> Try it
Each of the records must appear again, exactly as it was written.

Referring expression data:
════
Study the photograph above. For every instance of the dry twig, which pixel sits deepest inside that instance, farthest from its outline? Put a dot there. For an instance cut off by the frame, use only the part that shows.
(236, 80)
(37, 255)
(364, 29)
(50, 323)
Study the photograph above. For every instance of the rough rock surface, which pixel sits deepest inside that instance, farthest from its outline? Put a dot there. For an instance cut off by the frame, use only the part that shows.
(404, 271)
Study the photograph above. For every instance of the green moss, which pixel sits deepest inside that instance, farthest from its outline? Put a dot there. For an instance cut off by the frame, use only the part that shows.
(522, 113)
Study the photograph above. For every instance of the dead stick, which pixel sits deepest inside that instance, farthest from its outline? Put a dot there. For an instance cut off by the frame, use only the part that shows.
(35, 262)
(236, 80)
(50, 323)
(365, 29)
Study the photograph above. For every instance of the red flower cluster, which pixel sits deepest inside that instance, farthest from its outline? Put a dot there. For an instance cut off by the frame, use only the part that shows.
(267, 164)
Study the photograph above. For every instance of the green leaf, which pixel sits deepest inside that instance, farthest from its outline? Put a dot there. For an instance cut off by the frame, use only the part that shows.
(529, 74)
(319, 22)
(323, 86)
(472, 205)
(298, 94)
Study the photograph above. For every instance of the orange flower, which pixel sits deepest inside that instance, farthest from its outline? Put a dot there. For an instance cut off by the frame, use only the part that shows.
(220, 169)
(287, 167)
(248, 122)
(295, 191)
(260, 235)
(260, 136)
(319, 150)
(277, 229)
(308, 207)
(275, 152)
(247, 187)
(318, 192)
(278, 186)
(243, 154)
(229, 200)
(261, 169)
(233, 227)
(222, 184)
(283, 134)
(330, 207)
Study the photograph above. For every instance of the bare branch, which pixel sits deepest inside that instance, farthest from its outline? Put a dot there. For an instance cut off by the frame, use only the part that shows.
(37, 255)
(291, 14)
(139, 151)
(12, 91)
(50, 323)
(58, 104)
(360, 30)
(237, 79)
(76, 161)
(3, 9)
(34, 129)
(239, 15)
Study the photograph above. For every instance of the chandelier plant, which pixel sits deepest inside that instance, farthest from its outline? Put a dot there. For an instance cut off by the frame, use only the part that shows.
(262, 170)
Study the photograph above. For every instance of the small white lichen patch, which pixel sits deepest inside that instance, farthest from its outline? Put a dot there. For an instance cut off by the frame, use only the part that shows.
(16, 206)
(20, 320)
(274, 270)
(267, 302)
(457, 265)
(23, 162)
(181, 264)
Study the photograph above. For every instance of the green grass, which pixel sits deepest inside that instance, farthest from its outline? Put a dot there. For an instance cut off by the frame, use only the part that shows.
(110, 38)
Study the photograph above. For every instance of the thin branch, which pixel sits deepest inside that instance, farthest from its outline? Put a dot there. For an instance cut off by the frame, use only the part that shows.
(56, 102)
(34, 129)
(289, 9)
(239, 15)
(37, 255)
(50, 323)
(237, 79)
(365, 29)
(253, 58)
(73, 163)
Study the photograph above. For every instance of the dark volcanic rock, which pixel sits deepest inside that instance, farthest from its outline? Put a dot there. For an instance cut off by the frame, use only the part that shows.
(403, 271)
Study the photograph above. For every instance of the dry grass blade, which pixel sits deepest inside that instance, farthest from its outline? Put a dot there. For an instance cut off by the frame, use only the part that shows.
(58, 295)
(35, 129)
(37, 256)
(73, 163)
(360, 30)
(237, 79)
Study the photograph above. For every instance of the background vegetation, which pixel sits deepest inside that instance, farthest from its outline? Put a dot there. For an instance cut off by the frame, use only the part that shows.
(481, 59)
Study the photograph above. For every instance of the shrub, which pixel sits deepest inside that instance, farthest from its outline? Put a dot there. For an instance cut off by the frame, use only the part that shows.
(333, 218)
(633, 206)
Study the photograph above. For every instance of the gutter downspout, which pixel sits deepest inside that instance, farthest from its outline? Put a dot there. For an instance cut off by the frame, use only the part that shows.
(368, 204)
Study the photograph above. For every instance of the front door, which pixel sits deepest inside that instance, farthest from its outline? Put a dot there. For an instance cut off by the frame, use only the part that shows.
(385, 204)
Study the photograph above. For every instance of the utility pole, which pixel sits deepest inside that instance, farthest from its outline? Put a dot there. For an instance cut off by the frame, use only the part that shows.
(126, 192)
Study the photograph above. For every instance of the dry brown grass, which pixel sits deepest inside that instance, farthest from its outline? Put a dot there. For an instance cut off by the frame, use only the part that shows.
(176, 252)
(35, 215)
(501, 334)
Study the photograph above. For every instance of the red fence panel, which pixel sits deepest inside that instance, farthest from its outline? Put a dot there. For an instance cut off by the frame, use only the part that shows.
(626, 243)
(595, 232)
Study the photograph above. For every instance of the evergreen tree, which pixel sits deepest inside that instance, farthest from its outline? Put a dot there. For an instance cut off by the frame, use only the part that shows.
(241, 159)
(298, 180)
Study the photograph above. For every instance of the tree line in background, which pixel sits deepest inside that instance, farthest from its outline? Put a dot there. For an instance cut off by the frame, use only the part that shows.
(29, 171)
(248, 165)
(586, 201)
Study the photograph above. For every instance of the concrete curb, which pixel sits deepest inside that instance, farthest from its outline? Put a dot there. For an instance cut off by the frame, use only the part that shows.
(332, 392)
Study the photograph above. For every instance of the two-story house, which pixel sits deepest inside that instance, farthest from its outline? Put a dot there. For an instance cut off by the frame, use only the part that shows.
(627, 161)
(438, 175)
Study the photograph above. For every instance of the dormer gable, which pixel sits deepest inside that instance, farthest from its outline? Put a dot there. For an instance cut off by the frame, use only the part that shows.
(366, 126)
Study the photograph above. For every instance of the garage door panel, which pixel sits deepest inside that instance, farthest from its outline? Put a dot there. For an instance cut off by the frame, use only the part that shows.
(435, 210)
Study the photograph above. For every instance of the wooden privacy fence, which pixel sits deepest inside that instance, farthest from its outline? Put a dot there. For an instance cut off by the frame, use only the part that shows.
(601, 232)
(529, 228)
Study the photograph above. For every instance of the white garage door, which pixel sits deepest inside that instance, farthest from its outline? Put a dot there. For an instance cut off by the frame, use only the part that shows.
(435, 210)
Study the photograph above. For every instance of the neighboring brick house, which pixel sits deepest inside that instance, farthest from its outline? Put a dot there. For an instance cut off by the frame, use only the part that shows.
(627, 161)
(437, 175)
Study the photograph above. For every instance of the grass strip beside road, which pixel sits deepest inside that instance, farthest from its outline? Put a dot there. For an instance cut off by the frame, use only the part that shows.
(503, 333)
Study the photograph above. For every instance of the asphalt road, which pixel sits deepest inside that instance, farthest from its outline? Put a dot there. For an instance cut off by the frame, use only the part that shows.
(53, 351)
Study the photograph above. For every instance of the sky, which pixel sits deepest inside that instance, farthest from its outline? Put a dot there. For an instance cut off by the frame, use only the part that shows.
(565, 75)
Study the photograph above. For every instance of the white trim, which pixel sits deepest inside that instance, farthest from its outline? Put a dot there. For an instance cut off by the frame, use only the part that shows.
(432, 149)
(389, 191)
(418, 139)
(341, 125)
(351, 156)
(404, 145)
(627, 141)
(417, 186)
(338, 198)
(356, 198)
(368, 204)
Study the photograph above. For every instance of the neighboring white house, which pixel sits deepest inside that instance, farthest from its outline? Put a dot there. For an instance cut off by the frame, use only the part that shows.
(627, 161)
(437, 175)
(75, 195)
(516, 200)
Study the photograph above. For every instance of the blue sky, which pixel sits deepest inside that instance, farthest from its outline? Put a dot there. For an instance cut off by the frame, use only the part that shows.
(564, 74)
════
> Solution
Study the photograph above. For every instance of the dry twig, which pixel sits deepest inside that instance, farthest from its outline? Put a dot there. For an instance cut off by the frame, use only the part that shows.
(236, 80)
(37, 255)
(364, 29)
(50, 323)
Study the photograph above. For every instance of the rough rock surface, which pixel sits deepest inside that instance, farthest from its outline? Put a dot there. For an instance cut off by the frame, use only the part that shows.
(404, 271)
Study the photograph above. For every instance of the green moss, which pixel sits deepest inside that instance, farthest from its outline? Put a dot there. For an instance cut off by the frame, use only the part that shows.
(522, 113)
Study the photograph above. For every instance of the dead stick, which pixel sits deepest inside that instance, farthest from its outline? Put a dot there. For an instance cut off by the frame, use only the part that shows.
(35, 262)
(236, 80)
(50, 323)
(365, 29)
Study the photograph above. For every instance of the red flower cluster, which pixel sits deepest inside that instance, farthest from its outline? Put a dot there. For an instance cut off by the frame, use only the part that shows.
(267, 164)
Study the photograph above. For every instance of the green leaf, which pixel sits deepest inside that instance, farthest from its outline? Put a dot there. For an instance cut off by the frame, use only the part that shows.
(529, 74)
(319, 22)
(323, 86)
(472, 205)
(298, 94)
Study the photograph above. For every instance of the orange flower, which pixel sits deepest inside that instance, farthest from its outline? Put a dot there. For an instance cut off by the frame, use only the part that shows.
(220, 169)
(287, 167)
(248, 122)
(295, 191)
(260, 235)
(260, 136)
(319, 150)
(277, 229)
(308, 207)
(275, 152)
(247, 187)
(318, 192)
(278, 186)
(243, 154)
(229, 200)
(261, 169)
(233, 227)
(222, 184)
(283, 134)
(330, 207)
Study the photograph above. For every instance of the bare branch, which pixel sits deepest inside that instance, farthest from its outline? Put a dot there. For an instance cut off by the frame, use only the part that shows.
(37, 255)
(291, 14)
(139, 151)
(12, 91)
(50, 323)
(58, 104)
(360, 30)
(237, 79)
(76, 161)
(3, 9)
(34, 129)
(239, 15)
Study the photograph above. For every instance of the chandelier plant, which pixel sits deepest inside that instance, farthest from its outline? Put a dot there. For an instance cut off by the frame, use only the part that shows.
(262, 170)
Study the photograph above. For every instance of the small white lichen patch, which pixel sits deepest inside that instance, farthest from its outline? Put a dot there. For an instance cut off by the frame, use only the part that shows.
(16, 206)
(20, 320)
(274, 270)
(267, 302)
(457, 265)
(23, 162)
(181, 264)
Study the photograph above. For every instance of the green grass, which pixel sits deepest inside that instance, farthest from its outline? Put a dot there. For an instance cut off by the frame, use only the part that shows.
(110, 38)
Study the photograph above. For every instance of the thin branch, which pixel sits deepest inside that instance, farthest from its outline? Put a dot there. For an instance cut off by the frame, use only the part that shows.
(56, 102)
(34, 129)
(289, 9)
(239, 15)
(37, 255)
(50, 323)
(237, 79)
(365, 29)
(253, 58)
(73, 163)
Study the photograph above. For every instance of the dark volcanic rock, which pixel sits deepest inside that instance, farthest from its outline? Put a dot there. For an instance cut off by the frame, use only the part that shows.
(403, 271)
Study the photograph above. For every instance of the dry grass blade, which pixel sits deepest inside that instance, farthest from its outline? Put a dot there. For an instance cut off by the frame, use only the part that shows.
(58, 295)
(35, 129)
(37, 256)
(73, 163)
(360, 30)
(237, 79)
Study the photograph above. For every instance of the background vegetation, which pixel sits deepest inside that instance, farthest from its outline? Put a dot there. For an instance cut off by the frame, use only the part that shows.
(481, 59)
Study the photograph above. For every instance of the shrub, which pixel sits deepest inside that instance, farthest from its outline? Put a dot there. For an instance cut off by the frame, use only the part that shows.
(333, 218)
(633, 206)
Study the photograph above. For every instance of the gutter downspout, which pixel sits deepest inside that instance, farthest from its outline? Put a dot there. For an instance cut off by the frame, use only the part that shows.
(368, 204)
Study the photograph above. For every instance of the front door, which pixel sits deepest inside that instance, farthest from its outline? Put a dot there. For an instance cut off by the frame, use only the part that shows.
(385, 204)
Study the photograph above. For every instance of the utility pole, which pixel sits deepest inside that instance, farthest from its outline? Put a dot there. For an instance cut off by the frame, use only the part that shows.
(126, 192)
Study the photograph above. For every instance of the dry brown grass, which pixel sits deepest inside that instance, farthest from its outline? Put a dot there. For an instance cut off by the frame, use only the part that shows.
(176, 252)
(35, 215)
(501, 334)
Study the photograph above. For every instance of the red fence panel, which pixel sits deepest inside that instance, farthest from its outline? Put a dot there. For an instance cut off by the frame, use only the part that shows.
(626, 243)
(595, 232)
Study the photograph above. For every instance of the evergreen tree, which pixel sits deepest inside that instance, farthest from its outline? Put a dot there. For an instance cut off by the frame, use only the part that shows.
(241, 159)
(298, 180)
Study the photograph above. For every instance of the tree line in background, which pixel sits deepest inside that instance, farthest from its outline? Put a dot there. For an instance cut off by the frame, use only the part that shows.
(29, 171)
(248, 165)
(586, 201)
Study the photograph above. For every instance of the concrete curb, which pixel sits deepest inside that instance, farthest from its outline? Put a dot there. For an instance cut off by the frame, use only the part that shows.
(332, 392)
Study the photograph above. For every instance of the two-story house, which pixel sits deepest inside that instance, farthest from its outline? Put a dot there. For an instance cut off by the frame, use only the part that shows.
(627, 161)
(438, 175)
Study the photograph above. For every instance of the dormer gable, which pixel sits deepest inside that instance, farthest from its outline? Put a dot there. For an instance cut off by the frame, use only the part that shows.
(366, 126)
Study the photograph above. For every instance of the garage door panel, which pixel sits deepest inside that instance, farthest from its outline? Put a dot there. For an instance cut off by the frame, use only the part that shows.
(435, 210)
Study the photograph above. For every instance of the wooden privacy fence, which pixel sits deepest inside that instance, farthest from its outline? Put a dot there. For an instance cut off by the frame, use only the part that shows.
(601, 232)
(529, 228)
Study the photograph above. For every instance of the white garage door, which pixel sits deepest inside that instance, farthest from its outline? Put a dot there. For an instance cut off by the frame, use only the part that shows.
(435, 210)
Study the photograph above. For every instance of the neighboring brick house, which pixel sits deepest inside that instance, farthest from its outline? Put a dot there. For an instance cut off by the frame, use only the part that shows.
(627, 161)
(437, 175)
Study the photograph above. For every instance of the grass strip beside road, which pixel sits deepest inside that instance, farthest from its outline? Put a dot there. For an instance cut off by the frame, use only the part that shows.
(503, 333)
Study the photograph above. For every instance of the asphalt road, which pixel sits deepest inside that instance, farthest from its outline? Put a dot there. For an instance cut off by the frame, use only the part that shows.
(53, 351)
Study the photograph above. For every instance of the sky, which pixel sits deepest inside that instance, farthest from its outline? Put a dot there. For an instance cut off by the frame, use only the part that shows.
(565, 75)
Study the photograph above. For every instance of the white trim, which pixel sits deepest inside that instance, farthest from its outline? Put a dot there. For an instance cut off by the frame, use only the part that shows.
(432, 149)
(389, 191)
(418, 139)
(341, 125)
(351, 156)
(404, 145)
(627, 141)
(417, 186)
(338, 198)
(356, 198)
(368, 204)
Study the photograph above. For every instance of the neighboring white house, which pixel sits deepest inside that instance, farthest from its outline? Put a dot there. For an instance cut off by the frame, use only the part that shows.
(627, 161)
(437, 175)
(75, 195)
(516, 200)
Study the photograph above. For every instance of the blue sky, which pixel sits deepest inside that instance, farthest from its outline? Put a dot there. For an instance cut off by the frame, use only the part that shows.
(564, 74)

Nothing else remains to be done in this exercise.